**作業内容**
1. カーオーディオの歴史に関する文書では、日本初の車載カセットデッキは何年にどのメーカーから発売されたとされているか。
2. カーオーディオの歴史に関する文書の最後の文に続けて、その続きを書いてください。

--- 文書 ---

かつてはラジオに始まり、8トラックといった機器もあったが、一般向けとして広く受け入れられたのはカセットテープだ。メディアとして安価だったこと、そして録音環境の容易さが普及のきっかけとなった。
日本初の車載カセットデッキは1968年にクラリオンから発売された。そこから日本のAVメーカー各社が追随。続々と車載カセットデッキが販売され、1970年代半ばくらいには一般に広く普及することとなる。

1968年にクラリオンが発売した日本初のカセットカーステレオデッキ。それまでの車内の娯楽といえばラジオで、このカセットデッキの誕生が、運転中に好きな音楽を聴くという新たな娯楽を生んだ。
なお当時の純正車載オーディオといえばラジオが関の山で、自分で好みのブランドのカセットデッキや後付けのスピーカーを買ってカスタムする、というのが一般的だった。パイオニアの「ロンサムカーボーイ」や、クラリオンの「シティ・コネクション」といった当時の人気ブランドを覚えている人は少なくないだろう。
そしてカセットテープに遅れて登場したのがCD(コンパクト・ディスク)だ。それまでのカセットやレコードとは違い、音声をデジタル信号で記録し、音質に優れる利点があった。発表当初こそメディアそのものの値段が高く、普及に苦戦したが、ポータブルプレーヤーなどの普及もあって、1980年代後半くらいから、カセットと同程度の市民権を得るに至った。
カーオーディオにおいてもCDはいち早く取り入れられ、1984年にはパイオニアが世界初の車載CDプレーヤーをリリース。さらに複数枚のCDを自動で入れ替えて再生できる「CDチェンジャー」の登場により、車載オーディオメディアはカセットテープとCDの2大体制となった。

--- 提供データ ---

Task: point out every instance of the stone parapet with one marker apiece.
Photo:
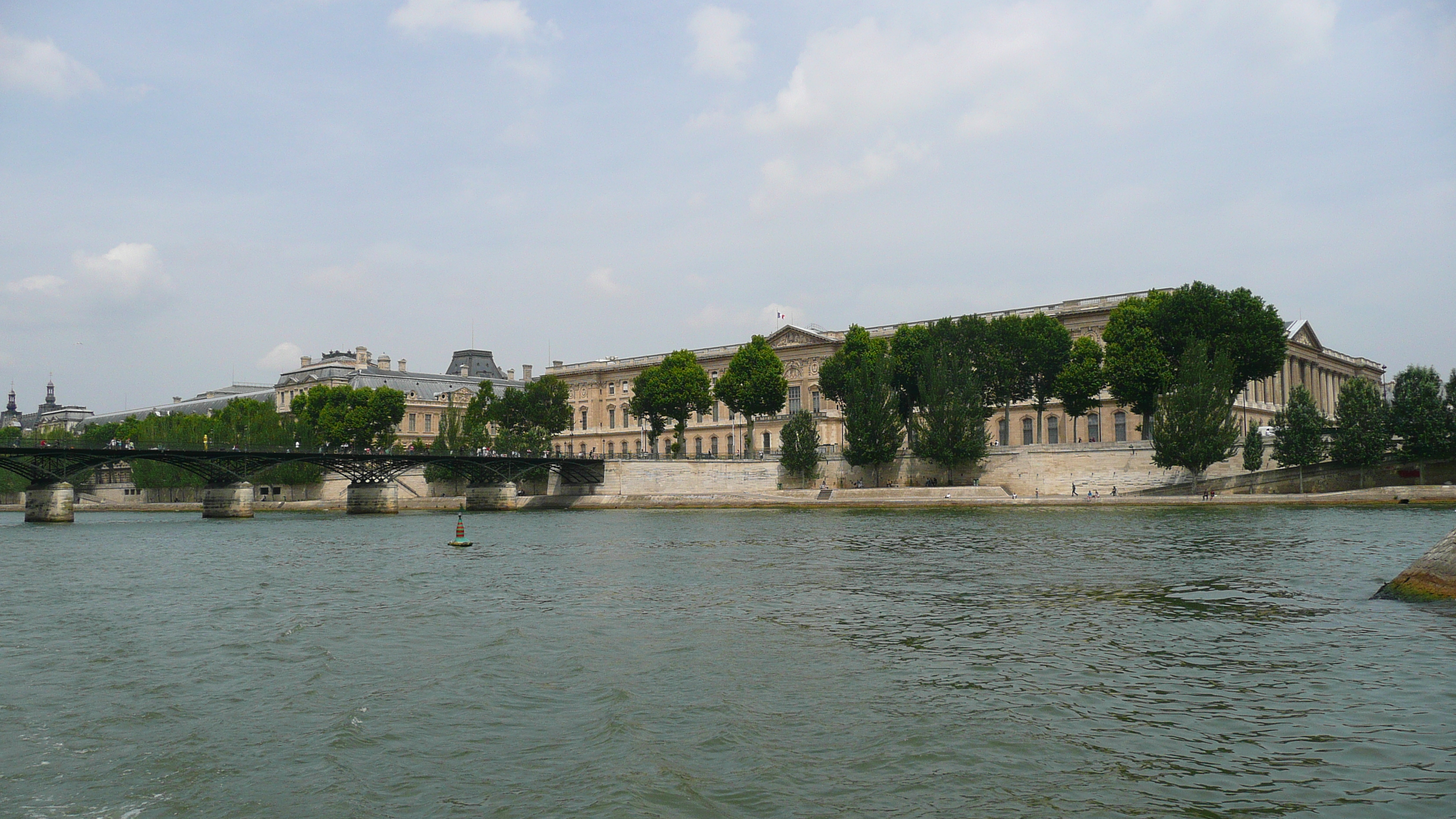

---

**解答**
1. 1968年にクラリオンから発売された。

2.
複数枚のCDを自動的に入れ替えて再生できるCDチェンジャー。お気に入りのアルバムCDを何枚もセットして、気分に合わせて曲を再生できた。
そして1980~1990年代にかけては、日本の経済成長と呼応するようにカーオーディオのシステム化・多機能化が進み、家庭用オーディオ顔負けの音響性能や、派手な演出やイルミネーションによるデラックス化が進んだ。まさに車載カーオーディオの全盛期といえる時代だろう。
現在ではカーナビゲーションシステムの登場や、専用のメディアを必要としないデジタルオーディオの登場などによって、以前のような多機能・独自機能は必要なくなっている。極論を言ってしまえばスマートフォンひとつあれば事足りてしまうのだ。
だがヤングタイマー車オーナーであるなら、ぜひとも車内のオーディオも「当時仕様」にこだわってカスタムしてみるのも一興というもの。なつかしのオーディオで、懐かしの曲を流しながらドライブすれば、このクルマが走っていた当時の匂いがふわりと漂ってくることだろう。